While business can be conducted online, there is simply no comparison to being physically present with others as a body and in our bodies to experience a gathered meeting or to get a true “sense of the meeting.” Part of the ubiqutous anxiety in contemporary culture is owing to the drain on our nervous systems which are trying straining to accomodate a version of life that is two-dimensional on a screen. Our nervous systems and bodies are built to move through space and the world, particularly in the outdoors, and for being face to face with others to bear witness. Real communion with others changes our body chemistry and affects our health.
Lorraine Kreahling
With a Friend, during the pandemic, we continued holding meeting for worship at Geneva Quaker House, one year and a half. We were most often the two of us, sometimes alone, rarely with other attenders. Some people are very happy with online gatherings, other are not. First – I am part of the people needing in person meetings, for me the worship has to do – also – with the body. Second – Online meetings rely on a technology which is not neutral. The ecological and social costs are ignored although well documented. The energy necessary for online meetings is not reasonable, we live in a time of climate change and need to reduce our ecological footprint enormously. The social costs are also contrary to our testimonies. The ongoing wars in Central Africa are closely linked to the extraction of raw materials for computers, and the disposal of electronic waste is disastrous. In both these areas we can speak of slavery. In short, the pandemic is an invitation “to do less”, not to do more use of controversial technologies.
Staying home and attending via Zoom is more environmentally sound than driving 100 kilometers to get to a meeting and back.
I was a long time member of Greenville (NC) Friends Meeting (NC Conservative) which transitioned into a worship group recently. I had moved to Tennessee and not connected with another Friends group. This has happened in moving, usually when a Friends group is more than 10 miles away and somehow using the gas to get to meeting and the time driving seem to inhibit attendance. I was still in the email link and, when the pandemic started, I began regular, almost weekly attendance, at the meeting. Others have since moved also, but we are still meeting on the first and third Sundays, which is wonderful for me.
Maybe some Friends’ Meetings would be open to visitors and Friends from other places? It would be nice to have a directory of such meetings. Some meetings have Weds night worship groups. Also, I’ve enjoyed “Circles of Eight” dinner meetings which typically would be meeting once a month for a year.
Yes, I do need to find a meeting, but this has been a wonderful lifeline for me.

§

Problems and tasks:
1) In the comments on online Quaker worship, rewrite the passage starting with "Staying home and" and going on through "wonderful for me.", replacing "Zoom" with "video conference".
2) According to the comments on online Quaker worship, on which days does the group that formerly met as Greenville (NC) Friends Meeting still gather?

§

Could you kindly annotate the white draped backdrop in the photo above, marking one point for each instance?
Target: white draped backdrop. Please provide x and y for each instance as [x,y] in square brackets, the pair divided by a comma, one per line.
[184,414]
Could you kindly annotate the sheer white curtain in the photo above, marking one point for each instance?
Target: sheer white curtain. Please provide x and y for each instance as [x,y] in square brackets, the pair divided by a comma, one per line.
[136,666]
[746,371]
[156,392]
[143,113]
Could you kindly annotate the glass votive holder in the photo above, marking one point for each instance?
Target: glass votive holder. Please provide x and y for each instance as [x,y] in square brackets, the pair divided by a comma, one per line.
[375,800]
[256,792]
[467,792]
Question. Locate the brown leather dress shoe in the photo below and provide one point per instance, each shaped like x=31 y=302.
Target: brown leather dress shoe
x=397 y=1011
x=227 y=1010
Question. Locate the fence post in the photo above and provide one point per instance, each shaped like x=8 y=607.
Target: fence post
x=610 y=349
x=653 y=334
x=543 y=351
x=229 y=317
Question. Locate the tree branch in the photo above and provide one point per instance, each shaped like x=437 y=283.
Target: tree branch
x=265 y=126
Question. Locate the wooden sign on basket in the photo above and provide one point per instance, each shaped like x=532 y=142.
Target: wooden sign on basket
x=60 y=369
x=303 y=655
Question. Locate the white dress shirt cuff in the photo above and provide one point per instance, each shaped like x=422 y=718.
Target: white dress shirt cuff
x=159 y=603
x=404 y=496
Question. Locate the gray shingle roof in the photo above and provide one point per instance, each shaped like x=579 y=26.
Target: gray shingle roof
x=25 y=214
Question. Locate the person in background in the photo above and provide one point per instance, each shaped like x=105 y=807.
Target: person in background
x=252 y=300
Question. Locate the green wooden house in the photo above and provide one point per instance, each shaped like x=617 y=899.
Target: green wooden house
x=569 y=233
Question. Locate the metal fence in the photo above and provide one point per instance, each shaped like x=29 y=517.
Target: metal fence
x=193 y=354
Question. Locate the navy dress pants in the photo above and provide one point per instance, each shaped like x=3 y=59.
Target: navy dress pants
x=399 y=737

§

Answers below:
1)
Staying home and attending via video conference is more environmentally sound than driving 100 kilometers to get to a meeting and back.
I was a long time member of Greenville (NC) Friends Meeting (NC Conservative) which transitioned into a worship group recently. I had moved to Tennessee and not connected with another Friends group. This has happened in moving, usually when a Friends group is more than 10 miles away and somehow using the gas to get to meeting and the time driving seem to inhibit attendance. I was still in the email link and, when the pandemic started, I began regular, almost weekly attendance, at the meeting. Others have since moved also, but we are still meeting on the first and third Sundays, which is wonderful for me.

2) On the first and third Sundays.